TASK:
Your answer should consist of each line below that includes the word "trace".

RECORDS PROVIDED:
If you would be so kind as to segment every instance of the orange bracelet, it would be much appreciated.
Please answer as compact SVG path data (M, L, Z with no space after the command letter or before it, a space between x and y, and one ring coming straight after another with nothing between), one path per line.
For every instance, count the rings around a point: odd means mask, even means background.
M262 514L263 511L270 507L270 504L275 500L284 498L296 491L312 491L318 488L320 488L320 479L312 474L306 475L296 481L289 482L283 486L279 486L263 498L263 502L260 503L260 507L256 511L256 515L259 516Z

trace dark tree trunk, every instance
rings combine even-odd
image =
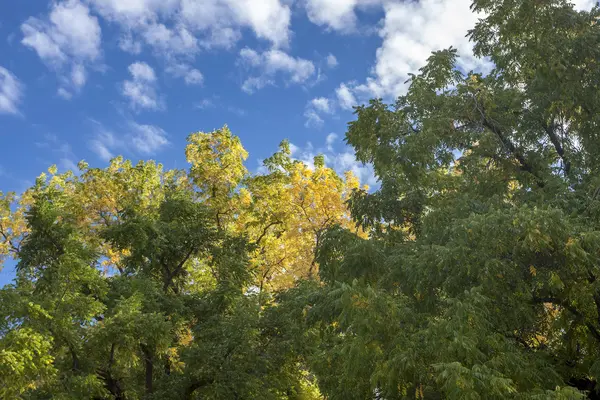
[[[154,360],[152,356],[152,352],[145,344],[140,345],[142,348],[142,354],[144,355],[144,365],[145,365],[145,386],[146,386],[146,395],[152,394],[152,383],[153,383],[153,375],[154,375]]]

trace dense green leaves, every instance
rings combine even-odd
[[[600,9],[473,9],[488,73],[356,107],[374,192],[224,127],[0,195],[0,397],[599,398]]]
[[[347,141],[381,180],[350,202],[370,237],[330,230],[324,285],[295,300],[296,323],[318,332],[306,357],[328,398],[600,389],[600,11],[473,8],[490,73],[436,52],[406,95],[357,107],[349,124]]]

ANSWER BELOW:
trace dark tree trunk, every instance
trace dense green leaves, every instance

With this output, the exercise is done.